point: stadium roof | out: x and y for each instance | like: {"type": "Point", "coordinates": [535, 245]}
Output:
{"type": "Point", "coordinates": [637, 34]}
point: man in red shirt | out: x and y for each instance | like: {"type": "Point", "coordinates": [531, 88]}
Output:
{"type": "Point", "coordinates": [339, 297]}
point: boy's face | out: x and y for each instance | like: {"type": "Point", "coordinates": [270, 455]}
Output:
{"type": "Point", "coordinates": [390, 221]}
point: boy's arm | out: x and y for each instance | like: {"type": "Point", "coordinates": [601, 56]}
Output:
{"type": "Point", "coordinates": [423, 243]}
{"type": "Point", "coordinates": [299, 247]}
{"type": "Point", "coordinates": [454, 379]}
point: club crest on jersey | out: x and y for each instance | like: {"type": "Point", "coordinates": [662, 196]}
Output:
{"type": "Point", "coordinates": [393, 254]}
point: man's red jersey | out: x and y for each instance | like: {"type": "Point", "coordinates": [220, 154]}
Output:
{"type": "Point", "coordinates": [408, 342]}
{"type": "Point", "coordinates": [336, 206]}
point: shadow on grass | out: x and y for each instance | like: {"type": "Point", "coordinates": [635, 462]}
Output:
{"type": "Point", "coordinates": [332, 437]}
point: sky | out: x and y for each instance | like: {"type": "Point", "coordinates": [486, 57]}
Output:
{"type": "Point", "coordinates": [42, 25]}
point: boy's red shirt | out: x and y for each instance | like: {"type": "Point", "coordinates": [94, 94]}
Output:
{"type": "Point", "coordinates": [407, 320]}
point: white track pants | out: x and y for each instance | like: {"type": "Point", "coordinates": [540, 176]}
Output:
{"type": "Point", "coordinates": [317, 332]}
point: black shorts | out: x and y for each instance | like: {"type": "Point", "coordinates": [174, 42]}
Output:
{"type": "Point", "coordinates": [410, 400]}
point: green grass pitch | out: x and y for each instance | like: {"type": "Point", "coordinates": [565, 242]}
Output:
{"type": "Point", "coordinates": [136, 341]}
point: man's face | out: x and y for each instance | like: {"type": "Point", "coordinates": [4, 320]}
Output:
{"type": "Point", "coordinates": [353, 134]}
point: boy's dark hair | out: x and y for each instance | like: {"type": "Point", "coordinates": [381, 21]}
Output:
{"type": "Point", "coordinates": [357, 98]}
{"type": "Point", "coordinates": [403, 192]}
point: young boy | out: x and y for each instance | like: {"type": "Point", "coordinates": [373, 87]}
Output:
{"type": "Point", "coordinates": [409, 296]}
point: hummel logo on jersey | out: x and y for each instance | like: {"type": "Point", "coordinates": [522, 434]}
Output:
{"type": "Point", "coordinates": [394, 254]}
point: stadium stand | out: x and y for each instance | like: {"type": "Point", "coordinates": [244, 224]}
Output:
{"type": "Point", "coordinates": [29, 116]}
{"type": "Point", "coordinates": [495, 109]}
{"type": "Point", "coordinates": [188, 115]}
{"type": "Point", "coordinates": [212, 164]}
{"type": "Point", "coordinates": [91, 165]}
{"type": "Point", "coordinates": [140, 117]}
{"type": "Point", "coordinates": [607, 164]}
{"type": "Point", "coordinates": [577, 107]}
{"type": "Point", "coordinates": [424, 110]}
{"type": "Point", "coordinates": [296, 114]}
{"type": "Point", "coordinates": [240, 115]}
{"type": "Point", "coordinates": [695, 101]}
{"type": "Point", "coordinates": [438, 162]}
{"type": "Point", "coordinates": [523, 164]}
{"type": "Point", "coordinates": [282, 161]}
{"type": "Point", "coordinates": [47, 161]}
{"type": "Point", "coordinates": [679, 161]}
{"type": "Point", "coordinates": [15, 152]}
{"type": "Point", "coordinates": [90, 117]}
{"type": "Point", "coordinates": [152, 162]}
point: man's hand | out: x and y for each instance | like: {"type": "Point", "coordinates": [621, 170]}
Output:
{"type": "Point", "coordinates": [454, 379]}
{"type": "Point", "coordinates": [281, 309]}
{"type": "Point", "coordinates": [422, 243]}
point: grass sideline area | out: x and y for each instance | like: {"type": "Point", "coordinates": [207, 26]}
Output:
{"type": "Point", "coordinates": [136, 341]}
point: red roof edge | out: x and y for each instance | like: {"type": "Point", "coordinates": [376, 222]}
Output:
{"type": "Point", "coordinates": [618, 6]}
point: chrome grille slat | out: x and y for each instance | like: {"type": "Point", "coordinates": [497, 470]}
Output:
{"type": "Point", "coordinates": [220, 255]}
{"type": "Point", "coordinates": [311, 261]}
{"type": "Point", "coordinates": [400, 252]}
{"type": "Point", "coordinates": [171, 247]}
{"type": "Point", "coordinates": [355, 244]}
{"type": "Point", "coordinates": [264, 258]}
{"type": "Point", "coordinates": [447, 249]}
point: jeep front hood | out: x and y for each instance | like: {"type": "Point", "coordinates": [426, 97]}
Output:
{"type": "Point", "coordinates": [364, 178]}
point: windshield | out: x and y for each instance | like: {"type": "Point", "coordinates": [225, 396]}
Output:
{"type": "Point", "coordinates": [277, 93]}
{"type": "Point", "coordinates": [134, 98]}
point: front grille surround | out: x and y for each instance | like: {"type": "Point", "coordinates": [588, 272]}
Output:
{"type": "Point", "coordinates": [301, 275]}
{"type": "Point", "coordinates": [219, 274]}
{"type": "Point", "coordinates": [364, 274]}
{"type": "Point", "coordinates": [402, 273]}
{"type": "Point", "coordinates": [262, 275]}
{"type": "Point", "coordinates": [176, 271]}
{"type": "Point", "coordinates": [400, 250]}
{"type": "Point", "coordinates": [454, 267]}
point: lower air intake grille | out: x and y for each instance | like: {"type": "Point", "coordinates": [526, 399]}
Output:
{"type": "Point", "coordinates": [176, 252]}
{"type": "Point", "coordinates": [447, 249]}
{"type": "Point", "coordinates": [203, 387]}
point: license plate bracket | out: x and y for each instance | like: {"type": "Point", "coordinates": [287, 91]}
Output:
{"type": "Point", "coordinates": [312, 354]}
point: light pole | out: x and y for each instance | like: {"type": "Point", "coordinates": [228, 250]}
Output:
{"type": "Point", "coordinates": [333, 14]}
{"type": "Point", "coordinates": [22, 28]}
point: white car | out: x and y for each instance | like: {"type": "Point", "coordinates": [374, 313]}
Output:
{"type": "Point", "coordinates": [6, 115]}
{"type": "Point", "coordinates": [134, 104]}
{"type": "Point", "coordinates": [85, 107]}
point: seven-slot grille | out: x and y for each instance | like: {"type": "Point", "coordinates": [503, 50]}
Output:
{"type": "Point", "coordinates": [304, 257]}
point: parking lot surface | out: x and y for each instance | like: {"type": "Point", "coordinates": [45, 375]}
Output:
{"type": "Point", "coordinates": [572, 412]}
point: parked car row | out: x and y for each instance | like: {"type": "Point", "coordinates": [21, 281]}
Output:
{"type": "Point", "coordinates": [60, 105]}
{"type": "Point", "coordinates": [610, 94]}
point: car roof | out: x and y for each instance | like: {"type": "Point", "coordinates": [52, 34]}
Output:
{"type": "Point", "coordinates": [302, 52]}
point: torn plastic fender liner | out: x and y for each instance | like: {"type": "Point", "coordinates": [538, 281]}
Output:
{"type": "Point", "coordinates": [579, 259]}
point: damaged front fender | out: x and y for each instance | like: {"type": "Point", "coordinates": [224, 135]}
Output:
|---|
* _Written request_
Please print, unchanged, the stretch from the line containing "point: parked car" through the end of the entries.

* _Task solution_
point: parked car row | out: x and y for each instance | like: {"type": "Point", "coordinates": [21, 281]}
Output:
{"type": "Point", "coordinates": [60, 105]}
{"type": "Point", "coordinates": [610, 94]}
point: car roof | out: x and y for each instance | like: {"type": "Point", "coordinates": [52, 34]}
Output:
{"type": "Point", "coordinates": [302, 52]}
point: torn plastic fender liner | out: x and y for each instance | like: {"type": "Point", "coordinates": [538, 281]}
Output:
{"type": "Point", "coordinates": [579, 259]}
point: damaged front fender | out: x and y for each instance | like: {"type": "Point", "coordinates": [224, 135]}
Output:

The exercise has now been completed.